# Post Your Favourite Food



## Mashka (Mar 24, 2009)




----------



## HBas (Mar 25, 2009)

I Luuuvvvv Potatoes  

Anything and everything you can bake, fry or boil containing potatoes are always a winner ... FOR ME!

HB


----------



## briochick (Mar 25, 2009)

I like really enjoy a lot of foods but this is one of my favorites:


----------



## HBas (Mar 25, 2009)

Hey Briochick ... at the risk of sounding like an idiot ... WHAT IS THAT?
Looks nice 

HB


----------



## briochick (Mar 25, 2009)

HBas said:


> Hey Briochick ... at the risk of sounding like an idiot ... WHAT IS THAT?
> Looks nice
> 
> HB



You don't sound bad in any way. I imagine most people on the planet don't know what it is. Up until ten months ago I certainly didn't have any clue.

### Required tasks:
A: In the favorite-food forum thread, which food does HBas say they love?
B: Carry on the favorite-food forum thread from its last post, keeping the same casual tone.

### Supplied data:
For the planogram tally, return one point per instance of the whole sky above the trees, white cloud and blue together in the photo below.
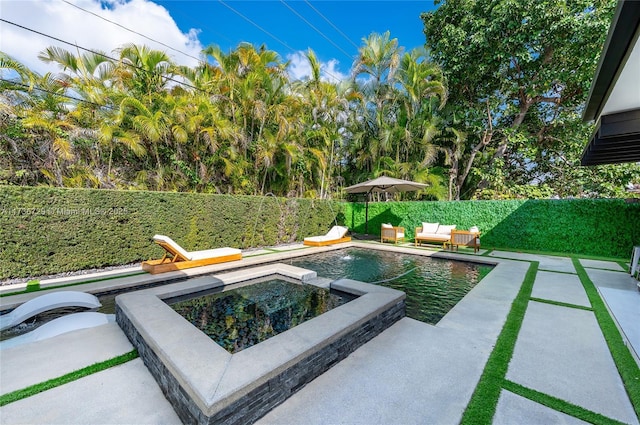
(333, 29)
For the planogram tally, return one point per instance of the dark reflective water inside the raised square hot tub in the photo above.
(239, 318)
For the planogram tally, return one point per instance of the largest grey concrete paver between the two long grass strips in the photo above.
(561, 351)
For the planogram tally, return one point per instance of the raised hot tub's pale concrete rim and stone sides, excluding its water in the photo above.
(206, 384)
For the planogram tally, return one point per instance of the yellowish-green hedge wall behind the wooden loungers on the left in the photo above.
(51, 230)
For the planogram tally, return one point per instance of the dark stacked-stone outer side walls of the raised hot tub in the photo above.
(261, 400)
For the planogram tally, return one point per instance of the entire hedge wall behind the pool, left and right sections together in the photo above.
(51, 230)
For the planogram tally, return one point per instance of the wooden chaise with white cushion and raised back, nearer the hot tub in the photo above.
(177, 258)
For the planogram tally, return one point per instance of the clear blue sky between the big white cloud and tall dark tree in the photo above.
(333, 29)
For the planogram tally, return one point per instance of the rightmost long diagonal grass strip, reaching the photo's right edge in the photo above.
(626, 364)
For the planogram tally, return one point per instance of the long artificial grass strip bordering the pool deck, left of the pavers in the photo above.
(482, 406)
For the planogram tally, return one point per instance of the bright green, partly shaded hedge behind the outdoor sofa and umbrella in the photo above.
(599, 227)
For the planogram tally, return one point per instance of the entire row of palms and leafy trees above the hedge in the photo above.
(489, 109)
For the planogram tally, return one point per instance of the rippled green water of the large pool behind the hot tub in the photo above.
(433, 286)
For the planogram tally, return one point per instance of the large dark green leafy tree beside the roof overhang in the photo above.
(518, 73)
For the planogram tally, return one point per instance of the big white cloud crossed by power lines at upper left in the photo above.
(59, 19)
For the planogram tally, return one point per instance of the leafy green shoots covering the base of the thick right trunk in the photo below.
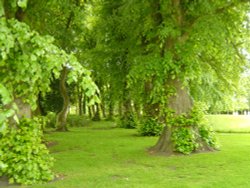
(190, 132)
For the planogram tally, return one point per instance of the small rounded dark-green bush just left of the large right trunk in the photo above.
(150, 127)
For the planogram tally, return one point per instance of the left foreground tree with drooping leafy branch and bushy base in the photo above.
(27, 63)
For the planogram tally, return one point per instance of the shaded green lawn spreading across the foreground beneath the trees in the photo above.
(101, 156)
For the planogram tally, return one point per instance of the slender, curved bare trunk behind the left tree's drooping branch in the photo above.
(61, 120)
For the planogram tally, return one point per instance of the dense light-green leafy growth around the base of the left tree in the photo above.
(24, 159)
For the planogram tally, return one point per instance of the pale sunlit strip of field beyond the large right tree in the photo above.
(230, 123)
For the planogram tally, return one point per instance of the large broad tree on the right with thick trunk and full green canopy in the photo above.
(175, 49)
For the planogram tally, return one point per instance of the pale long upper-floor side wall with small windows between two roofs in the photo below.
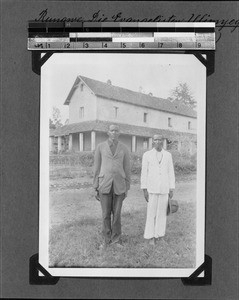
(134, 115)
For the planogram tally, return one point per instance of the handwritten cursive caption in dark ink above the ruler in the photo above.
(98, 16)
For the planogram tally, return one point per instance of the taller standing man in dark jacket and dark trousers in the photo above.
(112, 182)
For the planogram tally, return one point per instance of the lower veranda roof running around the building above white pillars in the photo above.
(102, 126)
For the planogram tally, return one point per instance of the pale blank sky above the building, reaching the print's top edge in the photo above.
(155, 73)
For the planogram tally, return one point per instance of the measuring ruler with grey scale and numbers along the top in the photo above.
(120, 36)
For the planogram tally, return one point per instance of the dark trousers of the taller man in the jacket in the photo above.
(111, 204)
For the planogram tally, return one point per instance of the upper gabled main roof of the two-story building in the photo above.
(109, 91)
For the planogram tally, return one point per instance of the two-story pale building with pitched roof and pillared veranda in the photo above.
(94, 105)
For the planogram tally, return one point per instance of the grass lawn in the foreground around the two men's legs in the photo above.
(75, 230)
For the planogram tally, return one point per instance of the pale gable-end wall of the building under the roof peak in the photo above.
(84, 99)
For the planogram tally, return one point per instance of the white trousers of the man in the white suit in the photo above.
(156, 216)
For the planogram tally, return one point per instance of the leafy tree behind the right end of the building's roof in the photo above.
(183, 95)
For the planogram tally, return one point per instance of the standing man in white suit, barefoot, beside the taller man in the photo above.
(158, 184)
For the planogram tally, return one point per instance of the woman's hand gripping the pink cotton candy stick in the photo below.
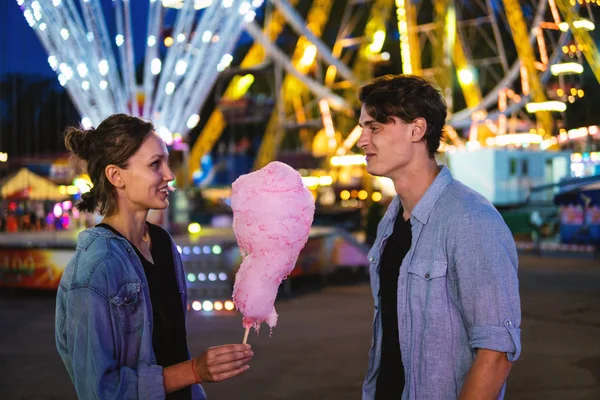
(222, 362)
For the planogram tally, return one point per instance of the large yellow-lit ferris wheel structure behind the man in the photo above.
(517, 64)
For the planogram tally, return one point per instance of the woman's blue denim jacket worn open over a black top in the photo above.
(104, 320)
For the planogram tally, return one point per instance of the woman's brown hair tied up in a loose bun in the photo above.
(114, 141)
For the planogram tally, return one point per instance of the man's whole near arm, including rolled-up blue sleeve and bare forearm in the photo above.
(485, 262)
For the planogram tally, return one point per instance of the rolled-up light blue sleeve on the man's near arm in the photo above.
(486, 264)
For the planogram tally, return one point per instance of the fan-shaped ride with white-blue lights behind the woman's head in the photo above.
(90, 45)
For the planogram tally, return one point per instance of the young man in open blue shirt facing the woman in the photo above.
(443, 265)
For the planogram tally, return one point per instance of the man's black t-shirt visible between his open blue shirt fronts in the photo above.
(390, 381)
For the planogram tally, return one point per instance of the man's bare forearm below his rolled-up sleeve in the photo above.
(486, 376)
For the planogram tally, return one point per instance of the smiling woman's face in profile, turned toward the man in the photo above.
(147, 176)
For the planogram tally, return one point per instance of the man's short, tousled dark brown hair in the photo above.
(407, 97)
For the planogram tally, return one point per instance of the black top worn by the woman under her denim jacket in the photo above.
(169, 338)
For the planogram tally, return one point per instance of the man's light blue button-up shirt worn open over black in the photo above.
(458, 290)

---

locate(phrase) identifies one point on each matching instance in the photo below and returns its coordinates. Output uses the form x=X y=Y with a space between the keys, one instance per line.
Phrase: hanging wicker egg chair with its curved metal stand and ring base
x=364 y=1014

### Outputs for the tasks:
A: Potatoes.

B:
It's a native Korean dish generally called "bulgogi" which means "beef". What it actually is is a kind of hybrid between a beef stew and a crockpot. Now, I love what's called "dok-beggy-bulgogi" (which is the same thing as the picture but with rice instead of potatoes) but I couldn't find the exact picture so I put this up. It is very nice (in all its variations) and I'd recomend  you try it some time if you ever find an authentic Korean restaraunt and are in the mood for beef.


----------



## arlene (Mar 29, 2009)

yummy....:jiggy:


----------



## Jazzey (Mar 29, 2009)

Yummy - those are some of my favorites too Arlene.


----------



## HBas (Mar 30, 2009)

I am having a SLAB CHOCOLATE for breakfast and TODAY IS GOING TO BE THE BEST MONDAY EVER! 

You all made me so hungry!

Have a fab day too!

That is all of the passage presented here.